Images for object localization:
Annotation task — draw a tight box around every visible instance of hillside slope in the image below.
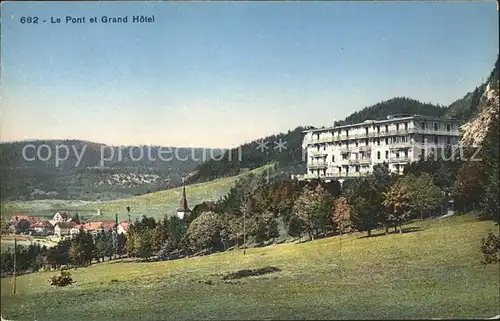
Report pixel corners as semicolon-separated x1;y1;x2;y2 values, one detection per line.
1;165;272;221
1;213;498;320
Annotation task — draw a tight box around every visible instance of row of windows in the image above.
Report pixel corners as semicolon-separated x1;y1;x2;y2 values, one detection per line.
313;135;452;151
313;121;455;139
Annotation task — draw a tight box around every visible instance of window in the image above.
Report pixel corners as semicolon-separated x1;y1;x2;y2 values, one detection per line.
434;135;438;144
377;126;380;133
421;122;425;129
421;135;425;144
355;141;359;147
404;149;408;158
365;139;369;146
332;155;335;162
346;130;349;137
342;154;348;160
377;151;381;160
365;127;369;135
385;137;389;145
377;138;380;146
385;151;389;159
447;123;451;132
356;165;360;172
396;152;400;158
421;149;425;160
404;122;408;130
447;137;451;145
360;152;364;158
385;125;389;132
323;144;326;150
433;123;438;130
396;124;400;131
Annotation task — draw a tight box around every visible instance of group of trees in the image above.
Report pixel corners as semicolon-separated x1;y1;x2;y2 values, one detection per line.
0;229;127;276
108;162;451;260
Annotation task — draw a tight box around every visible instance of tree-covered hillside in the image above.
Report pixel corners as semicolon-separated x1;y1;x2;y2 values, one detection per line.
335;97;448;126
185;127;311;185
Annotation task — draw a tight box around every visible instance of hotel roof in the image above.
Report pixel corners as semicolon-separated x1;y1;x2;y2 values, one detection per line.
303;114;458;133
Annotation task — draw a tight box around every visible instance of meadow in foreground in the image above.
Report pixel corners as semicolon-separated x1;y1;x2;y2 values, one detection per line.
1;213;498;320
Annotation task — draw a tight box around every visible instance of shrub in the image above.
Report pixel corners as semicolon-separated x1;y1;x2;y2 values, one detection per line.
480;232;500;264
49;269;75;287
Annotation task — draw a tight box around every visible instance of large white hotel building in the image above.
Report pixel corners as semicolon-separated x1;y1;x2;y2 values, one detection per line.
297;114;461;183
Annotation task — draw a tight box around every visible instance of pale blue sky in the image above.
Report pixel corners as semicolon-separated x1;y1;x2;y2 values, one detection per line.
1;1;498;148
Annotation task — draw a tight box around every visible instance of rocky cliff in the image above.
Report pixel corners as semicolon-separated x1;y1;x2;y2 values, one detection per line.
460;81;500;147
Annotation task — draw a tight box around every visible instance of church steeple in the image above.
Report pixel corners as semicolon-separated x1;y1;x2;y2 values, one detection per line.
177;178;191;219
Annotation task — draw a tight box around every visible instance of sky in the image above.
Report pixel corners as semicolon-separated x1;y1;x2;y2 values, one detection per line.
1;1;498;149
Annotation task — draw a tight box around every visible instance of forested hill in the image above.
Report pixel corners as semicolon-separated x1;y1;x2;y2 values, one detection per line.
185;126;311;184
0;140;213;201
335;97;447;126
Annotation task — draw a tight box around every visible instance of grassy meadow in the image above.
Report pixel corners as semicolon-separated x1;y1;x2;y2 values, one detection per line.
1;212;498;320
0;165;272;222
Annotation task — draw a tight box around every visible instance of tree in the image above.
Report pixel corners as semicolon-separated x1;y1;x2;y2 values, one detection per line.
293;184;330;240
267;218;280;242
187;211;222;253
16;219;30;234
383;176;413;233
480;96;500;224
152;221;169;253
68;242;83;267
287;215;303;239
71;213;81;224
1;218;10;235
453;159;486;212
135;229;153;260
331;197;355;235
409;173;443;219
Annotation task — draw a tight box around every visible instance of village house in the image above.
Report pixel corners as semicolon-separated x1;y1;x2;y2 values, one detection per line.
117;221;131;235
9;214;41;234
29;220;54;236
70;220;117;237
54;222;77;237
52;212;71;223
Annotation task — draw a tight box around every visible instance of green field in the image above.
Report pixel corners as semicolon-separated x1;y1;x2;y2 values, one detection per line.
1;165;272;222
1;212;498;320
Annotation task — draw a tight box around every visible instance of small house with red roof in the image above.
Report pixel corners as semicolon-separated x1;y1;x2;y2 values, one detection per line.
117;221;131;235
29;220;54;236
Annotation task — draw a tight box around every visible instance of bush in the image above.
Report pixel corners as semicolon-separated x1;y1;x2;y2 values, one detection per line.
480;232;500;264
49;269;75;287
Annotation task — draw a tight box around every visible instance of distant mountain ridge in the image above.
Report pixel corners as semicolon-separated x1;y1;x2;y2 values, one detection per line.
0;139;217;201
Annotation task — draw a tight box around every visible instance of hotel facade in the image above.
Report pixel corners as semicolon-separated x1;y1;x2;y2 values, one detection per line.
297;114;461;183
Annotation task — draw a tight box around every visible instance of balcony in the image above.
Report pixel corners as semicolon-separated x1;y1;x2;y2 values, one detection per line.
358;145;371;151
308;162;328;169
329;171;369;178
389;142;412;149
389;156;410;163
309;150;328;157
359;157;371;164
339;158;350;165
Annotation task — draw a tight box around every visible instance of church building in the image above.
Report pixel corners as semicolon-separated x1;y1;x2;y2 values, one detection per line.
177;180;191;219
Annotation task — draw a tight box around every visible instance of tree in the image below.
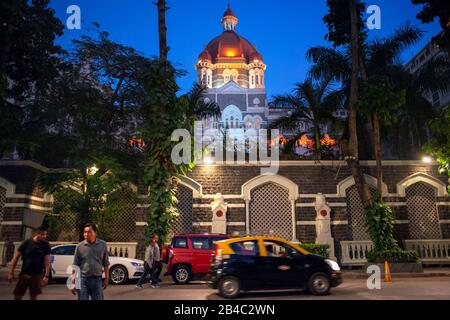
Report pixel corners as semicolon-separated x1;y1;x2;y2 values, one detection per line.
0;0;64;158
19;27;154;169
140;1;221;244
425;105;450;192
308;22;424;194
386;54;449;158
38;157;137;241
358;23;423;192
177;83;221;124
71;26;151;112
411;1;450;57
321;0;372;206
270;78;344;160
157;0;169;62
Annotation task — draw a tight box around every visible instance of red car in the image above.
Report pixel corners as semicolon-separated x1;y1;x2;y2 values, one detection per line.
162;234;230;284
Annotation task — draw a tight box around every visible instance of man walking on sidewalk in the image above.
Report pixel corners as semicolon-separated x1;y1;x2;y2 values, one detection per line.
71;223;110;300
140;234;161;288
8;226;51;300
136;238;153;288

INSTRUCTIONS TO FOLLOW: Leaving the pictures out, give back each line above exactly.

ANSWER BELOW:
Annotation task — draw a tight box around every visible instance of hillside slope in the image below.
Report pixel corners as semicolon-separated x1;y1;x2;y2 values, one detection per line.
1;165;272;221
1;213;498;320
Annotation task — draw a tight box around every visible instance of row of windows in the image above.
Report pixel corners as semicolon-separated x1;y1;x2;y2 values, one detection per line.
313;135;452;151
313;121;455;139
Annotation task — draw a tight box around every visible instance of window in the image above.
Report pixel corners as semicolon-separated x1;y1;x2;y2 values, one detection per line.
434;135;438;144
377;126;380;133
421;122;425;129
421;135;425;144
355;141;359;147
404;149;408;158
365;139;369;146
332;155;335;162
346;130;349;137
342;154;348;160
377;151;381;160
365;127;369;135
385;137;389;145
377;138;380;146
385;151;389;159
447;123;451;132
356;165;360;172
396;152;400;158
421;149;425;160
404;122;408;130
447;137;451;145
360;152;364;158
385;125;389;132
323;144;326;150
433;123;438;130
396;124;400;131
Annotation task — draw a tight box around every visible instance of group of trees in the image above.
Report pixel corners as semicolon-separated x1;y1;x2;y2 values, one detection per line.
0;229;127;276
108;162;451;260
Annotation task — draw a tight box around every visible instance of tree-covered hillside in the image above.
Report pixel corners as semicolon-separated x1;y1;x2;y2 values, one detection per line.
335;97;448;126
185;127;311;185
Annotation task — draw a tight box around every visible instance of hotel roof in the image above.
Report pixel corners as semicolon-separated x1;y1;x2;y2 values, one detection per line.
303;114;458;133
Annotation task — draw a tight box around every visible instance of meadow in foreground in the image above.
Report pixel corners as semicolon-separated x1;y1;x2;y2 values, one detection per line.
1;213;498;320
Annotation task — draw a tight box around every visible instance of shrub in the image above.
Report pixel corners as semicolon-separated x1;y1;x2;y2 values, one detection per line.
480;232;500;264
49;269;75;287
Annotation task — draw a tight box around every visible instance of large white hotel building in the image above.
Report pixel corners as semicolon-separated x1;y1;x2;y2 values, one detection per line.
297;114;461;183
Annotation task — draw a tight box around every visible instance of pale blue sky in the image above.
Report pixel corners as semicolon-separated x1;y1;x2;y2 values, one detection per line.
1;1;498;148
Annotation task — draw a tight box around every visible instance of rocky cliff in the image above.
Report pixel corners as semicolon-separated x1;y1;x2;y2 values, one detection per line.
460;81;500;147
Annotation task — draw a tight box around every visible instance of church steeple in the image above.
Report pixel corners as semicolon-separated x1;y1;x2;y2 values, one detection per line.
177;178;191;219
Annotation task — draw a tight box around every visible instance of sky in the image above.
Report pixel corners as semicolon-separated x1;y1;x2;y2 values, one detection per line.
1;1;498;149
Annotation task — draw a tight box around every visible instance of forested hill in the image above.
Report pixel corners as semicolon-separated x1;y1;x2;y2 values, one detection per line.
185;126;311;184
0;140;213;201
335;97;447;126
Annotation task — draw a tight box around every visible instance of grassy meadow in the image above.
Report pixel corners as semicolon-separated x1;y1;x2;y2 values, one detection per line.
1;212;498;320
0;165;272;222
Annotation task — draw a tight box around every visible instance of tree in the image above.
Report pixel corners as semicolon-separated x1;y1;x2;y2 values, one detection per line.
293;184;330;240
267;218;280;242
187;211;222;253
16;219;30;234
383;176;413;233
480;96;500;224
152;221;169;253
68;242;83;267
287;215;303;239
71;213;81;224
1;218;10;235
453;159;486;212
135;229;153;260
331;197;355;235
409;173;443;219
Annotation task — draw a tight box around every visible instance of village house in the image above.
Report pixel corners as semicolon-separated x1;y1;x2;y2 values, one detection per line.
117;221;131;235
9;214;41;234
29;220;54;236
70;220;117;237
54;222;77;237
52;212;71;223
Annotation task — draw a tight box around every visible instance of green field in the image above.
Report pixel corners as semicolon-separated x1;y1;x2;y2 values, one detection per line.
1;165;272;222
1;212;498;320
Annotation task — draw a tight box around every visible instance of small house with red roof in the image above.
Report pixel corners as semicolon-separated x1;y1;x2;y2 values, one detection per line.
117;221;131;235
29;220;54;236
Annotation task — draw a tight box around every visible instance of bush in the image above.
Report pixel corners as semicolon-separated x1;y1;x2;y2 values, one detection per line.
480;232;500;264
49;269;75;287
Annotation task — draw a tight box around every visible instance of distant mountain ridge in the image above.
Report pixel corners as semicolon-separated x1;y1;x2;y2 values, one detection per line.
0;139;217;201
Annotation task — draw a tight box around every visible instance of hotel facade in the image above.
Report pixel corners as semicolon-separated x1;y1;x2;y2 values, one detection per line.
297;114;461;183
Annotation task — draw a tight box around every visible instance of balcony in the image above.
Report pixel corners as semicolon-separated x1;y1;x2;y2 values, one detection per line.
358;145;371;151
308;162;328;169
329;171;369;178
389;142;412;149
389;156;410;163
309;150;328;157
359;157;371;164
339;158;350;165
Annotation task — draw a tight box around every visible instance of church building in the image above.
Report pixel corners as semicolon-separated x1;y1;x2;y2 values, one detection per line.
177;180;191;219
Annotation task — draw a tight box around every visible instance of tree in the image below.
Report pixel corners as semicolon-separated x1;y1;x2;y2 values, one detection per line.
0;0;64;158
19;27;154;169
140;1;221;244
425;105;450;192
308;22;424;194
386;54;449;158
38;157;137;241
358;23;423;192
177;83;221;124
71;26;151;112
411;1;450;57
321;0;372;206
270;78;344;160
157;0;169;62
Annotation task — draw a tight box around every visible instance of red car in the image above.
Report pixel corners as semicolon-separated x1;y1;x2;y2 values, one detection per line.
162;234;230;284
Annotation task — draw a tight box around every visible instance of man walking on sidewalk in the image above.
Report pixel corners as semicolon-separated x1;y1;x2;y2 values, one detection per line.
71;223;110;300
140;234;161;288
8;226;51;300
136;238;153;288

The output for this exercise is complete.